→ What you have to do: Set the records down again, exactly, without their images.

[Recorded data]
☆ ☆ ☆ ☆ ☆

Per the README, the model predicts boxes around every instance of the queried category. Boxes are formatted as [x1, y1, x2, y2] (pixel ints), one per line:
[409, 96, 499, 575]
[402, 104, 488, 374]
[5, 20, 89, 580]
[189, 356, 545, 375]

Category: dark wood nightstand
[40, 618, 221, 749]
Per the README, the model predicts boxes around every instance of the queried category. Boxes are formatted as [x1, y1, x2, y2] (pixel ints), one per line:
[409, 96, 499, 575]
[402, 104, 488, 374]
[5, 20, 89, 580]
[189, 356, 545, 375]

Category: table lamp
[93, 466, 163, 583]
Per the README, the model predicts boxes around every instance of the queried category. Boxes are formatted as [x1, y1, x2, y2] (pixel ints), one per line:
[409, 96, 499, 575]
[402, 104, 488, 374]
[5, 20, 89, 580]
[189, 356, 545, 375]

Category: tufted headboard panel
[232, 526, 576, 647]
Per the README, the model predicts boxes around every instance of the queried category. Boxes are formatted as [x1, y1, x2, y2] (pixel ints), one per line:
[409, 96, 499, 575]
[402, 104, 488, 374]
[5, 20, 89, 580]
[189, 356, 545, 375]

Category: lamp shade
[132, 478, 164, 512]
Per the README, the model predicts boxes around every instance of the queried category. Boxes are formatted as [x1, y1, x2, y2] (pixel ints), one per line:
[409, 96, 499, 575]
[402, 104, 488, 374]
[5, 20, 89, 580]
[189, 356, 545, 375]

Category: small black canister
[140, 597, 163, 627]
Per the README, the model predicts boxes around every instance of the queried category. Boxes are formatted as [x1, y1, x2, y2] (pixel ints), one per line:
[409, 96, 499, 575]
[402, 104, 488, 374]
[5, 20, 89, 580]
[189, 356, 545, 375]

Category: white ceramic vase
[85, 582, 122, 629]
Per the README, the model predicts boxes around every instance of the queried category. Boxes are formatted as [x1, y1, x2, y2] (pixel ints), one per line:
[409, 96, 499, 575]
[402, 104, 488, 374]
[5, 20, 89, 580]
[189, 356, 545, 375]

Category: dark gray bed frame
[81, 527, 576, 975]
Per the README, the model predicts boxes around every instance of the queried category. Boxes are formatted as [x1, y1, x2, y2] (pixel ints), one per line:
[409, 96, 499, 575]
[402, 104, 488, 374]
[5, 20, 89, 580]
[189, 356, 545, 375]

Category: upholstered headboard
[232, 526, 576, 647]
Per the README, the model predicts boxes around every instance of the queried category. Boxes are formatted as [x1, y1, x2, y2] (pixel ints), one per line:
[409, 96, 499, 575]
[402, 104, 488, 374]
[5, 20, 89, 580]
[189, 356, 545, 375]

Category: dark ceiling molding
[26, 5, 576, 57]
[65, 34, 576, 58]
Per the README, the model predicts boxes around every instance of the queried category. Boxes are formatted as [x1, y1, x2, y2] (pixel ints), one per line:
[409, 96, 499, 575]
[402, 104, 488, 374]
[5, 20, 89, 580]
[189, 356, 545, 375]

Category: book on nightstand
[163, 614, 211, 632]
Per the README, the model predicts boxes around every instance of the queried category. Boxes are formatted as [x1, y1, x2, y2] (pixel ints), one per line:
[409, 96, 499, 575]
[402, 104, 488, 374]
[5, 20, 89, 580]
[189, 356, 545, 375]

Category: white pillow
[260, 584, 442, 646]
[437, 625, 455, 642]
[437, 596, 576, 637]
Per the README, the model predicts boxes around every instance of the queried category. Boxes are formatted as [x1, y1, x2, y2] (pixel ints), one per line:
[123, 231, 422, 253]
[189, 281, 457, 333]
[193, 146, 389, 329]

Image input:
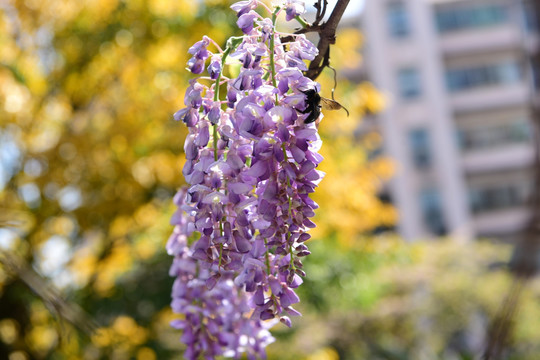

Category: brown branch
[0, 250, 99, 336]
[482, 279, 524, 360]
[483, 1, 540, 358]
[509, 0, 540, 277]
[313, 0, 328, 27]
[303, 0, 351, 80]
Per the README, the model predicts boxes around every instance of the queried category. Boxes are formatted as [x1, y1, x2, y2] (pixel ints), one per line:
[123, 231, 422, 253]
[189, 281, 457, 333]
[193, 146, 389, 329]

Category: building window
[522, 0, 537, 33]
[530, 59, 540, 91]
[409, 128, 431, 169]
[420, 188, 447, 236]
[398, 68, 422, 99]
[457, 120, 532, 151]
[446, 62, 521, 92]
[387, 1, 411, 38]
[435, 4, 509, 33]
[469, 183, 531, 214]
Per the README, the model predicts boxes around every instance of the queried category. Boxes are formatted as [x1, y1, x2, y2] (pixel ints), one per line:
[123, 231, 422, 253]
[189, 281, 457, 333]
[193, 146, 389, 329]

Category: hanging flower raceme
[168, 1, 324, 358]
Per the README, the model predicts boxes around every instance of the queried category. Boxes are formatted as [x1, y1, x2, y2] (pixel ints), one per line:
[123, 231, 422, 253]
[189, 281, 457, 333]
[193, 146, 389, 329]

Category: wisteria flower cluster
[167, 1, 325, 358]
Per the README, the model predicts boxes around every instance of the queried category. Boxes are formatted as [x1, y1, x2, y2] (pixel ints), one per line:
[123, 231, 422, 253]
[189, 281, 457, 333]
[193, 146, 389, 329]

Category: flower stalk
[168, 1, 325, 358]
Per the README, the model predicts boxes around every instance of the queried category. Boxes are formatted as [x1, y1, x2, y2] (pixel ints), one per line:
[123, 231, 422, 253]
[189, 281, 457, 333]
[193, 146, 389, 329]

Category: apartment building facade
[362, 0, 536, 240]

☆ ☆ ☆ ☆ ☆

→ Solution to this exercise:
Per the README, the model predicts boxes around every instance of the queried category. Boxes are formatted as [x1, y1, x2, y2] (pixel ints), one per line:
[409, 96, 499, 575]
[402, 104, 488, 374]
[5, 20, 89, 580]
[189, 356, 545, 375]

Category: dark wood nightstand
[40, 618, 221, 749]
Per the README, the model predicts boxes around every instance of the queried category. Boxes are formatted as [x1, y1, x2, y2] (pixel ints), one per line:
[409, 96, 499, 575]
[402, 104, 488, 374]
[5, 20, 89, 580]
[189, 356, 545, 375]

Category: table lamp
[93, 466, 163, 583]
Per the README, the model predicts boxes around every instance of the queried category. Boxes are formatted as [x1, y1, x2, y2] (pixel ints), one per line:
[409, 96, 499, 575]
[402, 104, 488, 374]
[5, 20, 89, 580]
[189, 356, 545, 375]

Category: tufted headboard panel
[232, 526, 576, 647]
Per the README, the model predicts boxes around every instance of the queried category. Boxes are formatted as [x1, y1, x2, y2] (pixel ints), one per line:
[409, 96, 499, 575]
[402, 104, 488, 374]
[5, 20, 89, 580]
[189, 356, 545, 375]

Category: lamp shade
[132, 478, 164, 512]
Per the README, the model predicts boxes around every instance of the queried category. Boxes are formatted as [x1, y1, x2, y2] (pixel ints), one per line:
[409, 96, 499, 575]
[402, 104, 488, 374]
[5, 20, 89, 580]
[189, 356, 545, 375]

Category: small black canister
[140, 597, 163, 627]
Per the README, the model predicts boxes around every instance of the queried category. Boxes are formatted as [x1, y1, x2, y2] (pixel ints), one per line:
[409, 96, 499, 575]
[402, 104, 488, 374]
[5, 20, 89, 580]
[189, 356, 545, 375]

Category: white ceramic vase
[85, 582, 122, 629]
Per the README, the model predicts boxes around every instance of the queried category. Boxes are formatted as [x1, y1, x2, y2] (pixel ints), one per line:
[409, 96, 499, 575]
[402, 104, 488, 374]
[5, 20, 89, 580]
[189, 356, 545, 375]

Category: dark gray bed frame
[81, 527, 576, 975]
Per the README, the model predicts boxes around every instance of the queried category. Boxes are formatted as [x1, y1, x2, y2] (pixel ints), one per line:
[409, 96, 499, 575]
[402, 104, 488, 374]
[5, 20, 89, 580]
[189, 356, 545, 375]

Category: upholstered headboard
[232, 526, 576, 647]
Per the README, the model predicts boxes around every instance of the queried category. Boxes are formatted as [x1, y1, x2, y2] (pixel ints), one per line:
[409, 96, 499, 575]
[402, 104, 488, 374]
[5, 20, 89, 580]
[189, 356, 545, 375]

Category: dark ceiling molding
[26, 5, 576, 57]
[65, 34, 576, 58]
Per the README, the model predicts boxes around every instance of the queried category. Boxes are formatted as [x1, y1, x2, y2] (pixel ints), one per line:
[409, 96, 499, 575]
[402, 104, 488, 374]
[5, 20, 89, 580]
[189, 356, 545, 375]

Category: book on nightstand
[163, 614, 211, 632]
Per the README, the model predicts boxes around every instance of the queried category. Boxes are formatted as [x1, y1, x2, y2] (pixel ints), one per line:
[409, 96, 499, 575]
[402, 104, 488, 374]
[5, 20, 89, 580]
[189, 356, 545, 375]

Category: white pillow
[260, 584, 442, 646]
[437, 625, 455, 642]
[437, 596, 576, 637]
Per the README, the model predicts boxes around every instance of the queried category. Boxes are formatted as [x1, y1, x2, y2] (pixel ints), one per line:
[123, 231, 422, 253]
[189, 281, 457, 333]
[193, 146, 389, 329]

Image input:

Category: brown branch
[0, 250, 99, 336]
[482, 279, 524, 360]
[483, 1, 540, 358]
[509, 0, 540, 277]
[313, 0, 328, 27]
[303, 0, 351, 80]
Per the README, the model predicts boxes around every instance of the queried category. Boxes are formatted as [x1, y1, x2, y2] (pixel ints), one per line:
[123, 231, 422, 253]
[189, 281, 457, 333]
[193, 146, 389, 329]

Category: building window
[522, 0, 537, 33]
[530, 59, 540, 91]
[409, 128, 431, 169]
[420, 188, 447, 236]
[398, 68, 422, 99]
[457, 120, 532, 151]
[446, 62, 521, 92]
[387, 1, 411, 38]
[435, 4, 509, 33]
[469, 183, 531, 214]
Per the README, the model predicts boxes around every instance of the queried category. Boxes are formatted as [x1, y1, x2, y2] (pixel ints), one per line:
[123, 231, 422, 253]
[189, 281, 457, 333]
[193, 146, 389, 329]

Category: hanging flower raceme
[168, 1, 324, 358]
Per the README, the model predicts boxes around every instance of the queried category. Boxes are formatted as [x1, y1, x2, y2] (pixel ints), one per line:
[123, 231, 422, 253]
[189, 281, 457, 333]
[193, 146, 389, 329]

Category: wisteria flower cluster
[167, 1, 325, 358]
Per the README, the model predicts boxes around every instance of the queried category. Boxes are formatted as [x1, y1, x2, y2] (pixel ints), one per line:
[123, 231, 422, 253]
[189, 281, 457, 333]
[193, 146, 389, 329]

Category: flower stalk
[168, 1, 325, 358]
Per the README, the model predicts boxes around every instance of the queried category. Boxes are formatted as [x1, y1, x2, y2] (pixel ints), one per line:
[123, 231, 422, 253]
[189, 281, 457, 333]
[193, 146, 389, 329]

Category: apartment building facade
[362, 0, 536, 240]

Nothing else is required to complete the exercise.